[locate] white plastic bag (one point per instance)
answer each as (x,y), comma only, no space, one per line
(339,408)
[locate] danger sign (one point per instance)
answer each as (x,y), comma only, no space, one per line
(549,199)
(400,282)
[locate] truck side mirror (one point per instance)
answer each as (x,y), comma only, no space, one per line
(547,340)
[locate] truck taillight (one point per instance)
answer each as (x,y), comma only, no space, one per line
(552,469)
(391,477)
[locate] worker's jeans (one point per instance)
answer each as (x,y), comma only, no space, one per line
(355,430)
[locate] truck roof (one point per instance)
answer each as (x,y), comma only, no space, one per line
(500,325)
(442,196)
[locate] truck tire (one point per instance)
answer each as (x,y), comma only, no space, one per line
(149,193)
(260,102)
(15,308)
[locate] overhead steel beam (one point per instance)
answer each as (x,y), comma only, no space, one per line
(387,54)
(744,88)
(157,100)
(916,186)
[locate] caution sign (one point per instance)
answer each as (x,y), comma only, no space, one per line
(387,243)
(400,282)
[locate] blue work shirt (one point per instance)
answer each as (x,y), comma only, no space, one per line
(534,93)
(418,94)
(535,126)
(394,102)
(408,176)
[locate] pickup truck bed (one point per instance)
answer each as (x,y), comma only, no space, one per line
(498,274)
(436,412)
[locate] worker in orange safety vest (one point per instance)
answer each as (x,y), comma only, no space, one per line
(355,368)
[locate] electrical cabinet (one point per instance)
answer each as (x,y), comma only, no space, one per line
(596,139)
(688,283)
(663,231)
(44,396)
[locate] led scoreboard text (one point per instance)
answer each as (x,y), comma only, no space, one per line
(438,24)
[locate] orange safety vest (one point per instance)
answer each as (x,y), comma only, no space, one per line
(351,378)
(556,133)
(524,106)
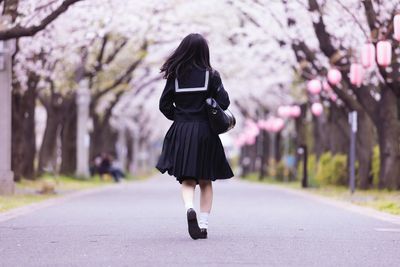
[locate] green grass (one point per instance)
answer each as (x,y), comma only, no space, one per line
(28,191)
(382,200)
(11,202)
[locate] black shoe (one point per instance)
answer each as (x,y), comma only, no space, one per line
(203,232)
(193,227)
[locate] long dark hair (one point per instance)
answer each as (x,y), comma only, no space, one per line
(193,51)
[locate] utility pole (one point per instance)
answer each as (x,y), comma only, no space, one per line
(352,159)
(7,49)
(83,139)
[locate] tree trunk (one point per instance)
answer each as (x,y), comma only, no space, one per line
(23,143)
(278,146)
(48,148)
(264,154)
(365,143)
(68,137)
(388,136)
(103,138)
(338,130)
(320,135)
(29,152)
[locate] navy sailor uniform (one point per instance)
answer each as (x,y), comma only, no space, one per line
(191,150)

* * *

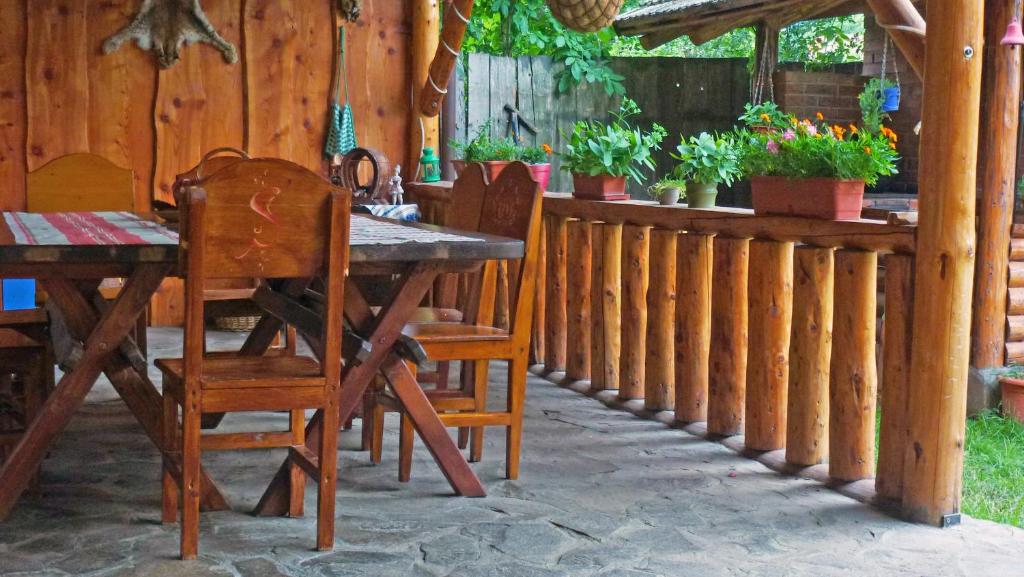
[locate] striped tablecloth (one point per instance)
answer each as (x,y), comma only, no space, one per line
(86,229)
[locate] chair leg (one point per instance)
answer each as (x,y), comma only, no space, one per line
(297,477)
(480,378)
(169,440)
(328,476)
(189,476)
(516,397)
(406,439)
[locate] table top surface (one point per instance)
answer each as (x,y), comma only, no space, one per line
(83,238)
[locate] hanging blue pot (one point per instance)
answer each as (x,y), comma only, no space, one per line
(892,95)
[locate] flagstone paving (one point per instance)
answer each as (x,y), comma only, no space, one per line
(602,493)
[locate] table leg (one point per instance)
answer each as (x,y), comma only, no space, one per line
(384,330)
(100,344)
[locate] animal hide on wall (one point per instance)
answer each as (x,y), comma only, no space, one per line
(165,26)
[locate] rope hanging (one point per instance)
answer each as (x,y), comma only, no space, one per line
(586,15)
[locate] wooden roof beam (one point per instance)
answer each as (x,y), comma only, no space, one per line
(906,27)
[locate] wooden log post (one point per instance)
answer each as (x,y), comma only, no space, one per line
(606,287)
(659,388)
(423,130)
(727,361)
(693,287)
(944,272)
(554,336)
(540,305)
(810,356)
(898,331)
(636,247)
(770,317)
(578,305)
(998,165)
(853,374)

==

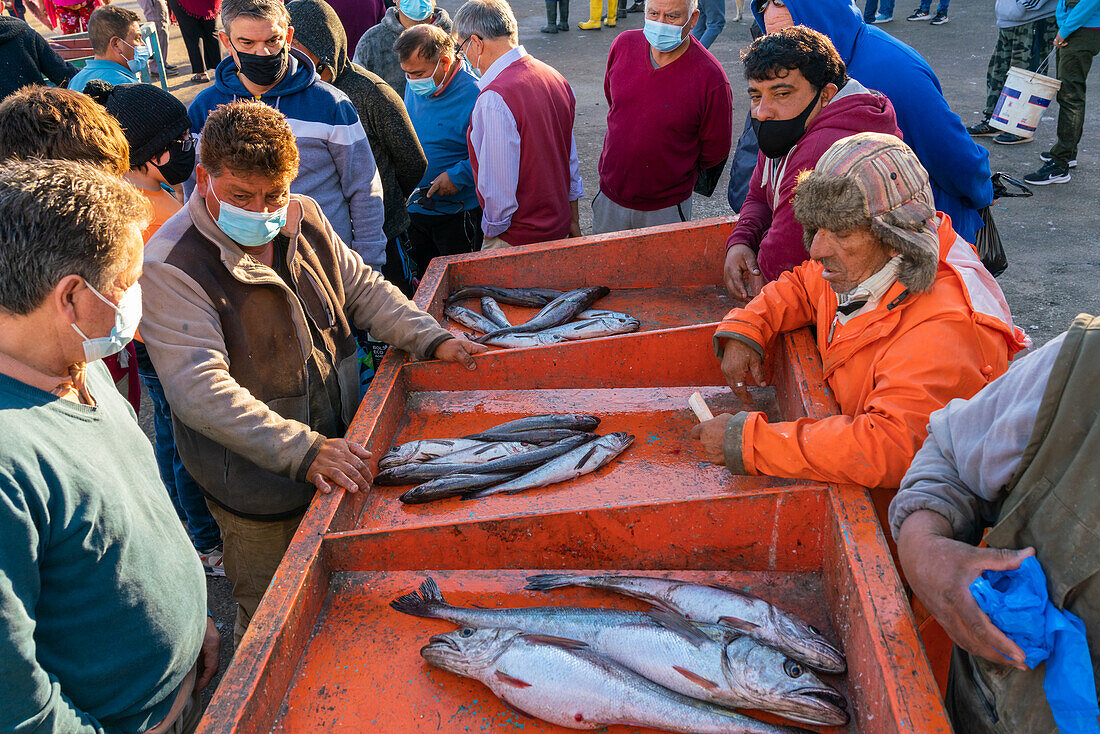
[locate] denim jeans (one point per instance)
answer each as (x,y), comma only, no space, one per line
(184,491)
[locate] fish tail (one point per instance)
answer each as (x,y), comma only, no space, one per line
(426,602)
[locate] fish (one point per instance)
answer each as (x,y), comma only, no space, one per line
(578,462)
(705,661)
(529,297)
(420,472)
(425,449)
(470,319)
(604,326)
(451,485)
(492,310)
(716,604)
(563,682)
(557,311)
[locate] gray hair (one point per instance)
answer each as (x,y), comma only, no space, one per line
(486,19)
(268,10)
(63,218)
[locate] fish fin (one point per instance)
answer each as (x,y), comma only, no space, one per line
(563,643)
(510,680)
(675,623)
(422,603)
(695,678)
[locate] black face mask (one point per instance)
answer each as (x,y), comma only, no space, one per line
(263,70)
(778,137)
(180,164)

▸ EXERCISE REQUIREMENTS: Look back at the data above, then output exactly the lines from the line holding "[locate] danger sign (one point per instance)" up to and including the line holding "[locate] utility pole". Leave out the pictures.

▸ COMPLETED EXERCISE:
[locate] danger sign (one point per instance)
answer each as (x,y), comma only, no space, one per line
(549,199)
(400,282)
[locate] truck side mirror (one point per instance)
answer each as (x,y), comma only, no space, one per line
(547,340)
[locate] truck taillight (one point per instance)
answer each as (x,y), comma only, no space, one per line
(552,469)
(391,477)
[locate] worker's jeans (one point per instance)
answer each as (x,y), comma only, no space, one per line
(355,430)
[locate] truck roof (one point per instance)
answer each as (x,y), comma only, no space, one per line
(500,325)
(442,196)
[locate] truck tire (one point per instance)
answer each as (x,y), comma only, no space, one per line
(149,193)
(260,102)
(15,308)
[locate] overhead steel beam (one point per instance)
answer each as (x,y), comma only, no space, one per line
(387,54)
(744,88)
(157,100)
(916,186)
[locate] caution sign (one point per instance)
answer each as (x,y), comma only, no space, one per line
(387,243)
(400,282)
[locate] blue work shirt (one point per instance)
answer each as (x,y), comma only, no space, one per line
(534,93)
(418,94)
(535,126)
(394,102)
(408,176)
[locate] pickup truck bed (one point per instance)
answer each as (x,y), comma only, no space, one per line
(498,274)
(436,412)
[locate] worker in orange safety vest (one point per instance)
answer each as (x,y), comma only, no space, one per line
(355,368)
[locate] electrical cabinet (one point per instance)
answer each as (x,y), comma only, no space, one per line
(596,139)
(688,283)
(663,231)
(44,396)
[locate] led scoreboard text (one point per instance)
answer each as (x,y), comma only, no space, one per line
(438,24)
[locate] orange safety vest (one point per instance)
answer each as (x,y), comma only, no space, one per line
(351,378)
(556,133)
(524,106)
[locate] green grass (one point per instance)
answer each as (x,y), comma only, no space, one per line
(28,191)
(382,200)
(11,202)
[locate] black shoe (one point per instance)
answer each as (x,y), comma only, no space, one per line
(203,232)
(193,227)
[locate] long dark hair (one point per instance)
answer each as (x,y), comma only, no space, one per line
(193,51)
[locate] utility pole (one point per instance)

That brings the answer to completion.